+++ Provided passage

August 24, 2011 — University of Virginia President Teresa A. Sullivan, who earlier this month wrapped up her first year in office, has her sights set on the next 12 months, and beyond. At a media briefing Wednesday in the Dome Room of the Rotunda – also attended by many deans and administrators – she introduced the team that will help her lead the way.
Sullivan announced the appointment of John D. Simon, vice provost for academic affairs at Duke University, as the University's new executive vice president and provost. Also on hand was Michael Strine, who last month became executive vice president and chief operating officer.
They have plenty of work on their plates.
Simon and Strine will lead an initiative creating a new internal financial model for the University, which, Sullivan said, "will give us greater transparency, predictability and flexibility, while empowering the individual academic units to be entrepreneurial and cost-efficient."
Asked by a reporter how such a model would help the University, Simon laughed and said, "I guess the honeymoon is over."
While he said he couldn't comment yet on U.Va., he had worked for 12 years in Duke's responsibility-centered management system. "I've watched humanities come together and form institutes that launch fellow programs because the incentive structure allows that happen," he said. "I've watched new degree programs get formed. Duke launched its first master's in fine arts. It was structured in a way that the faculty didn't have to worry about how they were going to finance and make it successful."
Strine added, "The point is to get money aligned with the mission. It's not to create winners and losers, or to have the arts pitted against humanities. It aligns the academic capital of this institution with resources, so it's coordinated planning that pursues the research, teaching and patient care that we do together."

++++++

» Task requirements:
[1] In the University of Virginia announcement, what position did John D. Simon hold at Duke University before his appointment?
[2] State whether each statement agrees with the University of Virginia announcement, answering yes or no and quoting the deciding words. (a) Michael Strine had already taken his post before the briefing. (b) The briefing took place in the Dome Room of the Rotunda. (c) Simon had worked 15 years in Duke's responsibility-centered management system.

+++ Data under study

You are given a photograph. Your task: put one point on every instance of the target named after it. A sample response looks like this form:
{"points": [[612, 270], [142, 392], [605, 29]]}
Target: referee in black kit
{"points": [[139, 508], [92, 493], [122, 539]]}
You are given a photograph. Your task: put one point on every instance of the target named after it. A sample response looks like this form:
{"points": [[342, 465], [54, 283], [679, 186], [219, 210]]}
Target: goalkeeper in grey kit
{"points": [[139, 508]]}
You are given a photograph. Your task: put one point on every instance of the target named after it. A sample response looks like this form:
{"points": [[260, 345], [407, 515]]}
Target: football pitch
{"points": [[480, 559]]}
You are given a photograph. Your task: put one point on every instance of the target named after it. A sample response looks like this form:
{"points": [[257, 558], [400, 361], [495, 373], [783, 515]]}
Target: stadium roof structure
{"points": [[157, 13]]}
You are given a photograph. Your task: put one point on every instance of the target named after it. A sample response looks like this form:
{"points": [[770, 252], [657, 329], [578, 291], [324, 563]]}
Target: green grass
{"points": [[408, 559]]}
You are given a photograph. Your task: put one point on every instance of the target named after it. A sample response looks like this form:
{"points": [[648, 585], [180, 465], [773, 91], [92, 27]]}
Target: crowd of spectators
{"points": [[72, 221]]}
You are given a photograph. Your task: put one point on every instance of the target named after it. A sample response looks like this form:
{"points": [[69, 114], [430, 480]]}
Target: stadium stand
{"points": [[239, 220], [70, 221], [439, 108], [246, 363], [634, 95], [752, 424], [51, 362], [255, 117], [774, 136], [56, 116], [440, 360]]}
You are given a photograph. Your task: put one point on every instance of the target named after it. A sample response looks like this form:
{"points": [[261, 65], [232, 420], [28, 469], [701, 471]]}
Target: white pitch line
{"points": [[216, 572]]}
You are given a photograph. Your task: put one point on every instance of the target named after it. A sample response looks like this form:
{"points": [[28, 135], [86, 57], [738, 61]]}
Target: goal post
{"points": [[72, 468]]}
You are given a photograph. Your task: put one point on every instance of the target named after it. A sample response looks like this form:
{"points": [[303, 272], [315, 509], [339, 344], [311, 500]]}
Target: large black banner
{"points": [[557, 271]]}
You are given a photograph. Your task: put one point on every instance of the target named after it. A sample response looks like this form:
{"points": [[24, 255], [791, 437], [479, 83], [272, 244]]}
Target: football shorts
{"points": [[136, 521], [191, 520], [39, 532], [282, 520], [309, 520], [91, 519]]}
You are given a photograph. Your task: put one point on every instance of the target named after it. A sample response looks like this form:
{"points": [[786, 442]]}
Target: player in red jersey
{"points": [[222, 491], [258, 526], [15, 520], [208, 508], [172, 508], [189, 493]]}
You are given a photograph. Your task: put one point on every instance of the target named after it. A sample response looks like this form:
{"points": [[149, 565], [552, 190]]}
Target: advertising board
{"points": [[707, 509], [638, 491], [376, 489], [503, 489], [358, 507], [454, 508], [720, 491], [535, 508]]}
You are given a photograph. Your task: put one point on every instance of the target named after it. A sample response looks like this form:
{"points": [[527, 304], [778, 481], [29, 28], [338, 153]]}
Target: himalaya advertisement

++++++

» Solutions to the tasks:
[1] He was vice provost for academic affairs at Duke University.

[2]
(a) Yes: "who last month became executive vice president and chief operating officer."
(b) Yes: "At a media briefing Wednesday in the Dome Room of the Rotunda."
(c) No: "he had worked for 12 years in Duke's responsibility-centered management system."